▶ _What the task asks_
Rewrite the stretch of the passage on image augmentation from "Training models to" through "of high quality.", putting "lesions" in place of "tumors".

▶ _Document segment_
You will often hear people refer to the data preprocessing step as "image augmentation".  Image augmentation is what we do before we feed our image data into a computer vision model. In this article, we will talk about what image augmentation is, what are common image augmentation techniques, and how to implement them in Python.

This is the first article in a series of articles that will prepare you to integrate an image augmentation pipeline into your current pipeline to improve the results you get from your models


Why Use Image Augmentation

Data preprocessing will include various steps that modify our data before we use it for training our models. While image augmentation can't be considered data preprocessing if you look at it from that angle, it serves the same purpose to modify in some way the data we plan on training our model on. In the case of image augmentation, that means adding new, artificially created images to the dataset of images we plan to train our model on.

As everyone working in the field of machine learning knows, deep learning models are very "data hungry".  Researchers are constantly working on creating models that can be trained on small quantities of data, but even those small quantities of data are usually measured in the thousands. This often leads to one very simple problem: even if we have a quality model at our disposal, we don't have enough quality data to train it on. Many fields use computer vision and greatly suffer from the lack of data.

One good example of low quantity data affecting quality data is in the medical field.

Training models to solve some typical medical problems, such as segmenting tumors on a CT image, is very hard. For each image, the patient needs to give consent because each image is considered private data. Finding enough patients willing to let others look at their confidential information is problematic, and usually leads to researchers working with datasets that are lacking in terms of data quantity. Of course, this isn't a problem that solely plagues the field of medicine. Many other fields often find it hard to gather as much data as they need to create a dataset of high quality.

This lack of data can, to some degree, be remedied using image augmentation. Getting more real data is still preferred and will always be the best thing one can do when a dataset isn't big enough. In those cases where we can't do it in a reasonable time frame, we can use image augmentation. Image augmentation is so effective, people use image augmentation even when they do have high-quality datasets, because the same artificially created images that help us increase the accuracies when we train on smaller quantities of data help us further increase accuracy when we train on larger quantities of data.  

Nowadays, most research papers that cover topics on deep learning in computer vision introduce at least basic augmentation methods when training the model that the paper is presenting. This trend can be easily followed by looking at the most prominent computer vision deep learning models through history. AlexNet, Inception, ResNet, and many more have all included image augmentation techniques when training their models. The importance of image augmentation is so great that Google even created an algorithm called AutoAugment in 2018. AutoAugment’s sole purpose is to pick the best possible set of augmentations to use for a particular set of data. 


How Image Augmentation Works

Image augmentation is the process of creating artificial images from existing ones, that can be used as part of our training dataset. In other words, taking an original image from our dataset and changing it in some way. There are various changes we can introduce, but all of them will yield us the same result of an image that is good enough for our model to train on, yet different enough that it can't be considered a duplicate of the original image.

Though useful, the situation isn't quite as simple as it sounds. Creating artificial images and using them for training doesn't necessarily need to lead to better results. In fact, when used improperly, image augmentation can even decrease the accuracy of a network. However, there are guidelines that, if followed, will increase the odds of good results.

(Extracted data entries)
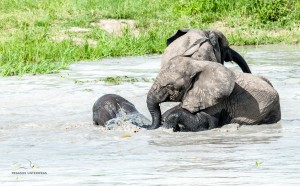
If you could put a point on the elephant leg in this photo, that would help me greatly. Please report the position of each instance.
(191, 122)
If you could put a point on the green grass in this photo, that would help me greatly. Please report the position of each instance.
(27, 28)
(116, 80)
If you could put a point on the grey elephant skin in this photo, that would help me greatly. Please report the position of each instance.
(184, 47)
(110, 108)
(211, 95)
(208, 45)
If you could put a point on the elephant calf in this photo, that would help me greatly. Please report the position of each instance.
(111, 107)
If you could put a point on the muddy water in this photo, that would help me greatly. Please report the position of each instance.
(47, 136)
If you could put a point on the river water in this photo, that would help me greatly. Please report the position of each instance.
(47, 136)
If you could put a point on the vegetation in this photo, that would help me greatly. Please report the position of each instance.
(35, 35)
(117, 80)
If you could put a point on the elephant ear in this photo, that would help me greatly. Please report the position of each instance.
(178, 34)
(211, 83)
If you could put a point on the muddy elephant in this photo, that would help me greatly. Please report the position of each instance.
(202, 45)
(210, 95)
(111, 107)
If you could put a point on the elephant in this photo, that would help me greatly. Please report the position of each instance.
(202, 45)
(210, 95)
(111, 107)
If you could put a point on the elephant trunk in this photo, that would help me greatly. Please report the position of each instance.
(236, 57)
(154, 109)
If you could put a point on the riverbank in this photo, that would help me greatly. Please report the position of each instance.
(39, 37)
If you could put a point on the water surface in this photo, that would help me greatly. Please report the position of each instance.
(46, 127)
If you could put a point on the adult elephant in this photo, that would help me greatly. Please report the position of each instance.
(207, 45)
(211, 95)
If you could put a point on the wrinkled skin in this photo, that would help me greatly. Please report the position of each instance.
(111, 106)
(202, 45)
(211, 95)
(185, 46)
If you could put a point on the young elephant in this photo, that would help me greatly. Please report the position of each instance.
(111, 107)
(211, 95)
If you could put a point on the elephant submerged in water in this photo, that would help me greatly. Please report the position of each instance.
(110, 108)
(211, 95)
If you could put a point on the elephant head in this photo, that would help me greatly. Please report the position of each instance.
(207, 45)
(196, 84)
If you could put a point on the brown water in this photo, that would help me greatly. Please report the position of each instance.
(47, 120)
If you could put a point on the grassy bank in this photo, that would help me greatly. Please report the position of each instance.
(37, 36)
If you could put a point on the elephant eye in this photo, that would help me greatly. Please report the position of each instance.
(171, 87)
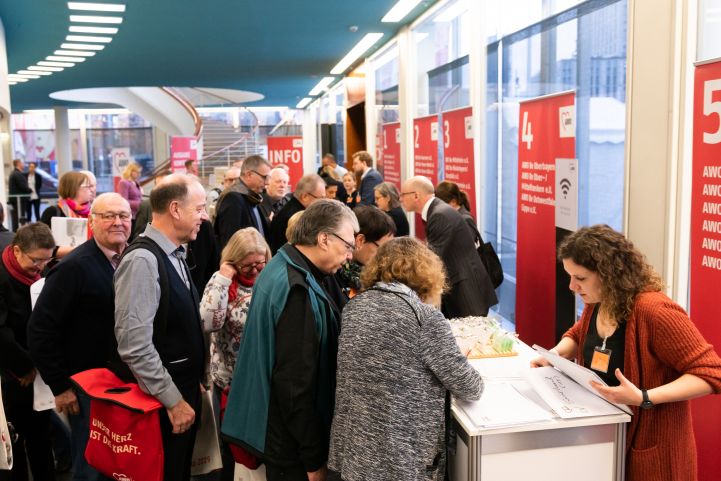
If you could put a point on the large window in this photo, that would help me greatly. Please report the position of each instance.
(582, 49)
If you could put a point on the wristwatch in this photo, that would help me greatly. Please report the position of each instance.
(646, 403)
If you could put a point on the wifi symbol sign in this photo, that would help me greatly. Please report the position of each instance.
(565, 186)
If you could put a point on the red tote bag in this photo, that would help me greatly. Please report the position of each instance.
(125, 441)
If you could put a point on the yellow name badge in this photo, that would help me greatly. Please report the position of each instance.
(601, 359)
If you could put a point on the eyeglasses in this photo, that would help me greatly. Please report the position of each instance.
(264, 177)
(111, 216)
(349, 246)
(37, 262)
(250, 267)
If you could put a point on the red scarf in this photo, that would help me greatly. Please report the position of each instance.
(233, 289)
(13, 267)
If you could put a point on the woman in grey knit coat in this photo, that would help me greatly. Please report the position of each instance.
(396, 360)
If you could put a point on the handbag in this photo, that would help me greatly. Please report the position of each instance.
(124, 441)
(206, 451)
(6, 439)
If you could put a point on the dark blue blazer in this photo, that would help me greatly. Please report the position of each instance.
(368, 185)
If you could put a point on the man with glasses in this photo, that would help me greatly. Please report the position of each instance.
(310, 188)
(21, 264)
(237, 206)
(471, 290)
(281, 400)
(71, 327)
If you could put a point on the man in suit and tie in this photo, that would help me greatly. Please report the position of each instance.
(471, 292)
(71, 327)
(363, 166)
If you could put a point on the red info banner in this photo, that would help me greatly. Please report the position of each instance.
(542, 139)
(458, 165)
(389, 158)
(181, 150)
(287, 151)
(706, 250)
(425, 156)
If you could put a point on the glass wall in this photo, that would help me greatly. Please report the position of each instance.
(582, 49)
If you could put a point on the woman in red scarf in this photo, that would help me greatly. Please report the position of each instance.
(225, 303)
(21, 264)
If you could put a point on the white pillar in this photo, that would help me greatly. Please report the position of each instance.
(62, 141)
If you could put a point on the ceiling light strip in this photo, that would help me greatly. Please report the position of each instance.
(321, 86)
(354, 54)
(96, 7)
(399, 11)
(87, 29)
(81, 46)
(96, 19)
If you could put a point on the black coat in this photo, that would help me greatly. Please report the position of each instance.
(280, 224)
(14, 313)
(71, 328)
(471, 291)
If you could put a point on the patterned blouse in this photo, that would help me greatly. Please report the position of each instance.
(226, 323)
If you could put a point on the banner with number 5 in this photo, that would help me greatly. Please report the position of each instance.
(705, 268)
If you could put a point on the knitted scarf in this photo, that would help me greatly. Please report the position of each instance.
(15, 270)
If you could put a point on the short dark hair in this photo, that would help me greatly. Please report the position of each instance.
(373, 223)
(34, 236)
(169, 191)
(253, 162)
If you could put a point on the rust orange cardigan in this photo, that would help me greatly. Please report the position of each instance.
(661, 344)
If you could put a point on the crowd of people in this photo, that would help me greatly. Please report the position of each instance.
(313, 318)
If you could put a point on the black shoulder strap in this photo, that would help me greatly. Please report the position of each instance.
(161, 316)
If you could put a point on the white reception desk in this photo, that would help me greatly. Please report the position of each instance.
(588, 448)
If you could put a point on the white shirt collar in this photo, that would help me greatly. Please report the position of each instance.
(424, 212)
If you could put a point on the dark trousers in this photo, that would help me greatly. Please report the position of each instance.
(79, 432)
(33, 207)
(33, 429)
(178, 448)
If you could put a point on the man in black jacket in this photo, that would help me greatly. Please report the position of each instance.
(71, 328)
(19, 192)
(237, 206)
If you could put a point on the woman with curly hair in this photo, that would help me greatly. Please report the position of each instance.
(397, 359)
(643, 345)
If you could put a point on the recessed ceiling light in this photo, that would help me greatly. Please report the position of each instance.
(359, 49)
(88, 38)
(62, 58)
(399, 11)
(97, 7)
(23, 75)
(56, 64)
(321, 86)
(81, 46)
(34, 72)
(95, 19)
(86, 29)
(45, 69)
(74, 52)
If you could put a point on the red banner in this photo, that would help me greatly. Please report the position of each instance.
(425, 156)
(287, 151)
(546, 132)
(183, 149)
(389, 158)
(458, 163)
(706, 250)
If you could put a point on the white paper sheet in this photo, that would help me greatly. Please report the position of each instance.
(578, 373)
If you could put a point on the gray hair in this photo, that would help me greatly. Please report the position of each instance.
(386, 189)
(323, 215)
(253, 163)
(307, 184)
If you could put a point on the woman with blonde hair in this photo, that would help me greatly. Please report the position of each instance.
(130, 189)
(643, 345)
(397, 359)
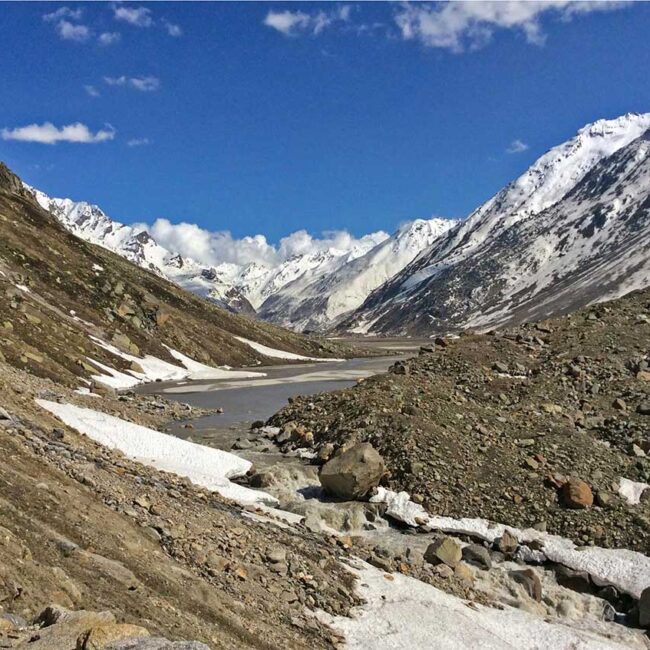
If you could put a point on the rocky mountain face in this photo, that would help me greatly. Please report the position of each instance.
(59, 295)
(572, 230)
(319, 300)
(491, 425)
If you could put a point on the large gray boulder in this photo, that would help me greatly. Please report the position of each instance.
(354, 473)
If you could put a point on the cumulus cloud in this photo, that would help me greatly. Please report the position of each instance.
(209, 247)
(138, 142)
(143, 84)
(108, 38)
(91, 90)
(64, 12)
(517, 146)
(137, 16)
(292, 23)
(460, 26)
(48, 133)
(71, 32)
(172, 29)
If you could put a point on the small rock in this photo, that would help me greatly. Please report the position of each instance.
(571, 579)
(445, 550)
(530, 582)
(354, 473)
(477, 555)
(577, 494)
(507, 543)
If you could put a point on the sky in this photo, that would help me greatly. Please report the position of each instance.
(271, 118)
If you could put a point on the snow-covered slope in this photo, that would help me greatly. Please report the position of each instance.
(573, 229)
(319, 300)
(240, 288)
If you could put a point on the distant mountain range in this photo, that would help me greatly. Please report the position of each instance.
(571, 230)
(297, 283)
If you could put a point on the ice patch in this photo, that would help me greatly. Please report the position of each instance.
(631, 491)
(626, 570)
(205, 466)
(280, 354)
(402, 612)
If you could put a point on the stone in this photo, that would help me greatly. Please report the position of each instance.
(644, 608)
(477, 555)
(98, 638)
(276, 555)
(445, 550)
(530, 581)
(643, 409)
(577, 494)
(507, 543)
(352, 474)
(571, 579)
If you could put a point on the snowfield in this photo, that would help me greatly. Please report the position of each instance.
(626, 570)
(280, 354)
(155, 369)
(402, 613)
(205, 466)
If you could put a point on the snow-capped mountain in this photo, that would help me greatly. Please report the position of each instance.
(573, 229)
(90, 223)
(317, 301)
(240, 288)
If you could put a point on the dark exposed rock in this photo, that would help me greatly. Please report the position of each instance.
(354, 473)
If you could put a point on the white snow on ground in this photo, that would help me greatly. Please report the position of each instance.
(205, 466)
(280, 354)
(626, 570)
(155, 369)
(631, 491)
(401, 612)
(200, 371)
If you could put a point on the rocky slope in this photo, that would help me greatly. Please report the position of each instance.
(573, 229)
(491, 425)
(317, 301)
(56, 292)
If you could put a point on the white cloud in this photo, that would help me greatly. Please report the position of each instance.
(47, 133)
(138, 142)
(292, 23)
(108, 38)
(172, 29)
(138, 16)
(143, 84)
(459, 26)
(71, 32)
(210, 247)
(517, 146)
(64, 12)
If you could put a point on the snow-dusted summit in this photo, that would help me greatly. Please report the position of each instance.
(573, 229)
(319, 300)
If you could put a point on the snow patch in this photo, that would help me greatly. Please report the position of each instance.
(626, 570)
(205, 466)
(280, 354)
(402, 612)
(631, 491)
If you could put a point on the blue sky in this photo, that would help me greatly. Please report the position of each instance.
(271, 117)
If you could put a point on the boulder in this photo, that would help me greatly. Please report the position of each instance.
(445, 550)
(577, 494)
(352, 474)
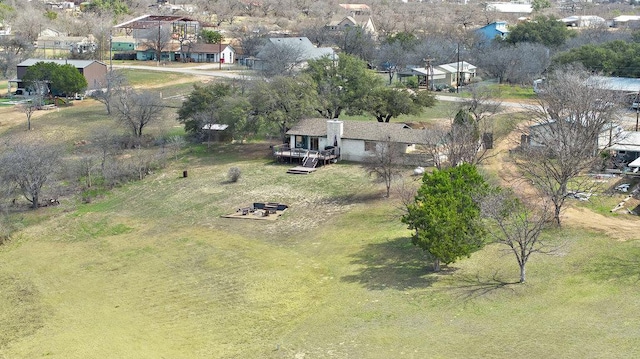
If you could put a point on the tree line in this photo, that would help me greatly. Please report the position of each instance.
(326, 88)
(456, 210)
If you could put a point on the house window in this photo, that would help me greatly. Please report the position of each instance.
(369, 146)
(314, 143)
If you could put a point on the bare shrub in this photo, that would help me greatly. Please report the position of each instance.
(234, 174)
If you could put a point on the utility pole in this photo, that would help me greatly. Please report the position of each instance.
(458, 70)
(637, 103)
(429, 69)
(110, 51)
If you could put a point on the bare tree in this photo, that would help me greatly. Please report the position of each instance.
(29, 21)
(104, 141)
(516, 225)
(574, 110)
(86, 167)
(158, 39)
(384, 162)
(472, 127)
(175, 144)
(280, 59)
(13, 49)
(252, 40)
(114, 83)
(28, 164)
(437, 145)
(28, 108)
(467, 138)
(512, 63)
(135, 110)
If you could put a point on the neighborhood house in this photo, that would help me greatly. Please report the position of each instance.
(352, 140)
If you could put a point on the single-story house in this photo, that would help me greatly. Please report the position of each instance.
(146, 27)
(509, 7)
(362, 21)
(356, 9)
(493, 30)
(583, 21)
(93, 71)
(426, 76)
(626, 147)
(169, 53)
(462, 70)
(199, 52)
(123, 43)
(631, 21)
(354, 140)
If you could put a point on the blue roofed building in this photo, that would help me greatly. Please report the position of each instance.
(493, 30)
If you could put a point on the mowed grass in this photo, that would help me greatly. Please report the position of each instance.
(152, 271)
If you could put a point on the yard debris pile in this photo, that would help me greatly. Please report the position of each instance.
(259, 210)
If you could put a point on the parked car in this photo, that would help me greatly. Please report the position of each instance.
(623, 187)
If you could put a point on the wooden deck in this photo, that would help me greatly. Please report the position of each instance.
(285, 154)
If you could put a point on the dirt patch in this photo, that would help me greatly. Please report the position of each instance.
(614, 227)
(619, 228)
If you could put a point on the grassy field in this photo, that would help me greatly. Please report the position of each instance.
(152, 270)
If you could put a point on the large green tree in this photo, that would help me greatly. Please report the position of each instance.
(386, 103)
(342, 85)
(445, 215)
(281, 102)
(543, 30)
(62, 79)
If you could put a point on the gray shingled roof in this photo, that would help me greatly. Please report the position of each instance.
(362, 130)
(79, 64)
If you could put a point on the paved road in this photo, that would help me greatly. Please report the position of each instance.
(210, 70)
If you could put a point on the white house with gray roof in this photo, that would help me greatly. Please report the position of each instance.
(355, 140)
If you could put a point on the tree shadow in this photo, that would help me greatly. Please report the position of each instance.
(358, 197)
(394, 264)
(469, 287)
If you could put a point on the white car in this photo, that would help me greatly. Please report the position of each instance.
(623, 187)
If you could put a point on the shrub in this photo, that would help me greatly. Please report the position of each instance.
(234, 174)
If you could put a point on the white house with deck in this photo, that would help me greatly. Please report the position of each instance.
(352, 140)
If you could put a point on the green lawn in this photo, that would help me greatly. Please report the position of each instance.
(139, 77)
(152, 270)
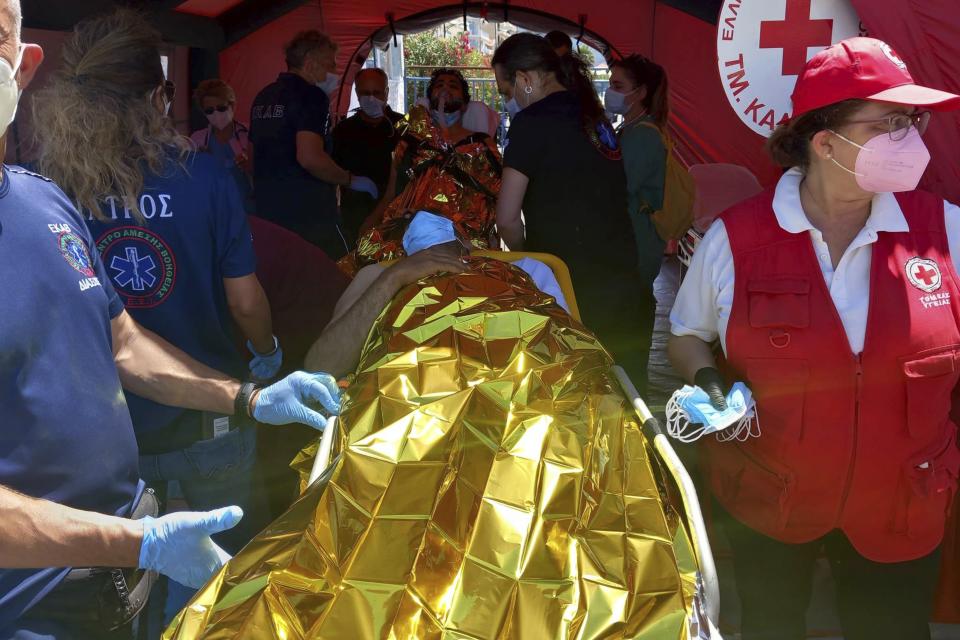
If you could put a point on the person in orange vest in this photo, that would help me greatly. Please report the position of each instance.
(836, 299)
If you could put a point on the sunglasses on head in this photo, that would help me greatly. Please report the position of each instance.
(219, 108)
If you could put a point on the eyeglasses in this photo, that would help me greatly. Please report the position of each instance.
(899, 125)
(219, 108)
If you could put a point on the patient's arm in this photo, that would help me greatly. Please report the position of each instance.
(337, 350)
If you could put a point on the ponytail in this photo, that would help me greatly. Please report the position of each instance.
(575, 76)
(647, 73)
(530, 52)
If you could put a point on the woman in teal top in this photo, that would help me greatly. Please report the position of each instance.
(638, 92)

▶ _Exercise solution_
Training models to solve some typical medical problems, such as segmenting lesions on a CT image, is very hard. For each image, the patient needs to give consent because each image is considered private data. Finding enough patients willing to let others look at their confidential information is problematic, and usually leads to researchers working with datasets that are lacking in terms of data quantity. Of course, this isn't a problem that solely plagues the field of medicine. Many other fields often find it hard to gather as much data as they need to create a dataset of high quality.